Monday, November 7, 2011

questioning leadership

Recently, I've been encountering situations of various magnitudes that put before me a choice: hope or despair. These are situations that cause me to wonder about my own purpose in life and my relationship with God. I wonder about what I can do and what God can do and what it means to pray. I have questions about what being rescued or "saved" means for people who continue to lead difficult lives. It can really weigh me down at times, even when my own life is fine. I see children with very difficult home situations, adults with children who break their hearts, children born with conditions that make life more difficult, and the myriad ways people are affected by other people's sin.

These are things I really wrestled with in college. The difference is that back then, most of these situations were hypothetical. I knew they were probably happening somewhere. So I had it out with God over the "problem of evil," also sometimes put as "Why do bad things happen to good people?" or "Why do bad things have to happen to ANYONE?" I was really calling unto account God's ability to make good decisions. I promised myself two things during that time: 1.) I would never be afraid to question things down to that level again, and 2.) I would question thoroughly so I would never have to do it again.

So when I find myself asking similar questions now, some 10 years later, I do what I can to keep both promises. I decide to just go ahead a lay it all out there, knowing I likely will get no more answers this time than I did the last. And I didn't get ANY answers during that crazy time of questioning God. I just got to know Him. He didn't explain Himself to me or anything. What's different now is that I don't expect Him to.
--------------------------------
§ **Required tasks**:
A: Answer these questions about the post on questioning God:
(i) What choice do the writer's recent situations put before them?
(ii) What two things did the writer promise during college?
(iii) About how many years later is the writer asking similar questions again?
B: From the post on questioning God, translate "What's different now is that I don't expect Him to." into Spanish.

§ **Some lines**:
--------------------------------
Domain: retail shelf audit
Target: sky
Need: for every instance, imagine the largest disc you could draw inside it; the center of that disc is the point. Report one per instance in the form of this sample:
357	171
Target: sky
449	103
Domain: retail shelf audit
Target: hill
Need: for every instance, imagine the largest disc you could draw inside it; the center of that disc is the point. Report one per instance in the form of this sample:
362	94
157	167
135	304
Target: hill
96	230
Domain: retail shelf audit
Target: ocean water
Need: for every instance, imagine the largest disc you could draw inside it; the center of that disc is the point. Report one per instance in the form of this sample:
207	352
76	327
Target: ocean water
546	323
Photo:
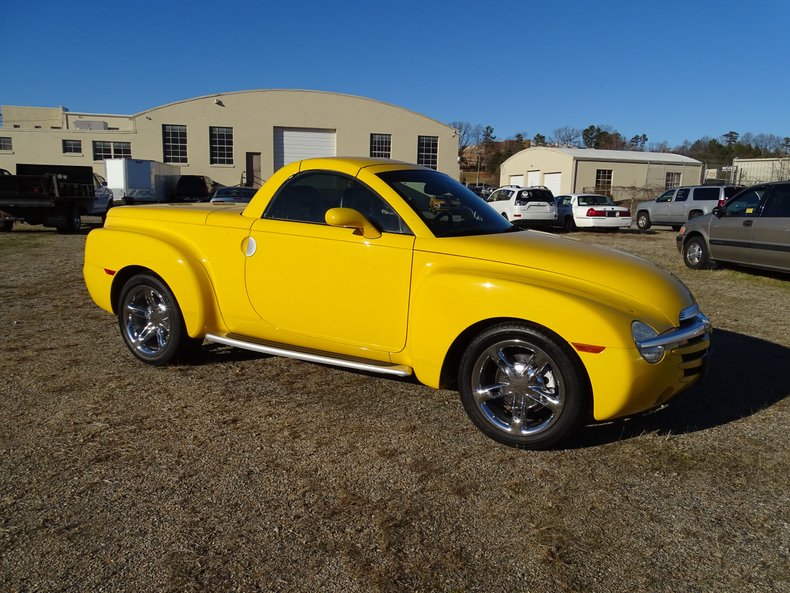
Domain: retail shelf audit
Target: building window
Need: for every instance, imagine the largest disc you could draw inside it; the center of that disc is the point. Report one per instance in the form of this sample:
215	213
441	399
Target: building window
111	150
221	146
603	181
380	146
72	147
673	180
174	143
428	151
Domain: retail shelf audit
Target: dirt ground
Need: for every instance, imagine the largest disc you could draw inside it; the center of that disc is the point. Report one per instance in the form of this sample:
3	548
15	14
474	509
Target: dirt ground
251	473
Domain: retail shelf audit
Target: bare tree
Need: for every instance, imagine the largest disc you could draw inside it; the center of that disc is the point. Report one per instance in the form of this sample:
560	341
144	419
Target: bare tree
465	131
567	136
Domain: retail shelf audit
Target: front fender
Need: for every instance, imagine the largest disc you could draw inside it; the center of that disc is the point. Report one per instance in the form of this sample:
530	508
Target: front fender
445	303
112	256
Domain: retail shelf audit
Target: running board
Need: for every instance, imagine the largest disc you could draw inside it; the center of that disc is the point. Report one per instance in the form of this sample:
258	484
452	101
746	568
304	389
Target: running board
360	364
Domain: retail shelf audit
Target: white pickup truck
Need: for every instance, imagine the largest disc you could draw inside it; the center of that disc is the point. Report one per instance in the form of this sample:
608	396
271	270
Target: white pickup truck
680	204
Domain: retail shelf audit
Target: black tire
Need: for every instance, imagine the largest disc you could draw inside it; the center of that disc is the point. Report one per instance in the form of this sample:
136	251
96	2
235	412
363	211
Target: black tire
72	223
696	254
523	386
151	322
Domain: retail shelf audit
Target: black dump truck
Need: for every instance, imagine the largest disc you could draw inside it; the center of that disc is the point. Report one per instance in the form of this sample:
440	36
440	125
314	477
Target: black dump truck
53	196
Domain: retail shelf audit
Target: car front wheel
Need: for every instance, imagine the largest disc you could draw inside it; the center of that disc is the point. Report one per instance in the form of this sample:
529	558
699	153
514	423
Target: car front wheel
695	254
522	386
151	322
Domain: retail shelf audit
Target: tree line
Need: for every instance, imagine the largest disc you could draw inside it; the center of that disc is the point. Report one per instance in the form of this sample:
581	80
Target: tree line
715	152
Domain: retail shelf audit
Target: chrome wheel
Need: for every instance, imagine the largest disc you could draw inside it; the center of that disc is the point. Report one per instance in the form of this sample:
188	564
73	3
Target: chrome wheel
695	254
147	320
151	322
517	388
521	386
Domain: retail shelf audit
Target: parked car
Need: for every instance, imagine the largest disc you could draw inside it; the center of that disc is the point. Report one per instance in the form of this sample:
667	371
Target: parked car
520	204
233	195
591	211
751	229
194	188
482	189
392	268
675	206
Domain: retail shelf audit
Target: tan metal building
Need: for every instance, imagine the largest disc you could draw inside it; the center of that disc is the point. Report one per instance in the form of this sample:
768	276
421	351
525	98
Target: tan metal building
615	172
234	138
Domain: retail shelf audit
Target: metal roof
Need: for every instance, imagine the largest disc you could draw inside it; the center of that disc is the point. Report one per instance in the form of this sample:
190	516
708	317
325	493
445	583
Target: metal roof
594	154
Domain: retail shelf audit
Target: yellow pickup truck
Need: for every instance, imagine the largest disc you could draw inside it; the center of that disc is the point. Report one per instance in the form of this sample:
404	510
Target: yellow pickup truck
393	268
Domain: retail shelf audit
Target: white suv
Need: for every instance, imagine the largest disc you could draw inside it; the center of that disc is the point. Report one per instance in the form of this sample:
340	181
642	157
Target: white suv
533	205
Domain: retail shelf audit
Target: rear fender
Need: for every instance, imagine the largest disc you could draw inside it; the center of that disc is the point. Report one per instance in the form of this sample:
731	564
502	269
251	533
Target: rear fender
119	254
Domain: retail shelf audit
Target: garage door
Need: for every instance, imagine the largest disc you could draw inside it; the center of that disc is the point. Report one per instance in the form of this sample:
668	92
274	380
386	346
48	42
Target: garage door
553	181
295	144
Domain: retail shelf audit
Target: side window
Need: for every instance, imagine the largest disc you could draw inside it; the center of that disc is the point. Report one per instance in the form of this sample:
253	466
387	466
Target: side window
706	193
777	205
306	197
376	210
746	203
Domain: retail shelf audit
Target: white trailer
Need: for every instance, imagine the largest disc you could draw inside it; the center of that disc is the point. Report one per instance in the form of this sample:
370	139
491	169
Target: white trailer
134	180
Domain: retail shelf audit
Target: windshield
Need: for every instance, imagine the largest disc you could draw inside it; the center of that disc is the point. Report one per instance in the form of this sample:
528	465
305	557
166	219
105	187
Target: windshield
595	200
448	208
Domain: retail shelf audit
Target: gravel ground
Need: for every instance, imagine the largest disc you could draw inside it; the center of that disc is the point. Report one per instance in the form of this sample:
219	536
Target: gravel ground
251	473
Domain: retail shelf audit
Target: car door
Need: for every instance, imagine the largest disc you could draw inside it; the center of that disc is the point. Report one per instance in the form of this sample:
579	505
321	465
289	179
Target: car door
500	200
771	235
731	231
659	213
676	209
329	283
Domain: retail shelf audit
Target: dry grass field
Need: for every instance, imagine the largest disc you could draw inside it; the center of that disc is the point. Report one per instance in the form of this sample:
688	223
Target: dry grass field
244	473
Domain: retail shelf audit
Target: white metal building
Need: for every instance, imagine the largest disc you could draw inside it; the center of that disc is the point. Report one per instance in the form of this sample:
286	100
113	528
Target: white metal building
574	170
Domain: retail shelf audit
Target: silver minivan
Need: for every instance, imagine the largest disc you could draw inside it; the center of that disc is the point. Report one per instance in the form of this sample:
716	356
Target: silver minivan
751	229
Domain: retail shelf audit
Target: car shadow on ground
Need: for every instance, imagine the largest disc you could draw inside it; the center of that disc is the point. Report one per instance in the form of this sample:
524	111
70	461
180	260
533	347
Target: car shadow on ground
745	375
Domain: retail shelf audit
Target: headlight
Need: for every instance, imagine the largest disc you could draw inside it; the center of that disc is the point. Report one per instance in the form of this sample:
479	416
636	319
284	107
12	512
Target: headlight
643	333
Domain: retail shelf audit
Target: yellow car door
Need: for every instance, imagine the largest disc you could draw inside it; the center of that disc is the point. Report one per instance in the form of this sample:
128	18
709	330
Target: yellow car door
330	283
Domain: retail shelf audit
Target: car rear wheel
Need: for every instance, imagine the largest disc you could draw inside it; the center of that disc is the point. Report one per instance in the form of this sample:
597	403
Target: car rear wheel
522	386
695	254
151	322
72	222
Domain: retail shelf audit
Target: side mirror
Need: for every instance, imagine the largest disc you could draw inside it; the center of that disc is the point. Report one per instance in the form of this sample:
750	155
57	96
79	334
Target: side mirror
352	219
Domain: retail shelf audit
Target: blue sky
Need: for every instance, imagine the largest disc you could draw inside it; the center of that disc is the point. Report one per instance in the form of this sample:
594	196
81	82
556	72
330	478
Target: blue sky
674	70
--------------------------------
§ **Task-by-task results**:
A:
(i) Hope or despair.
(ii) 1.) To never be afraid to question things down to that level again, and 2.) to question thoroughly so they would never have to do it again.
(iii) Some 10 years later.

B: Lo que es diferente ahora es que no espero que Él lo haga.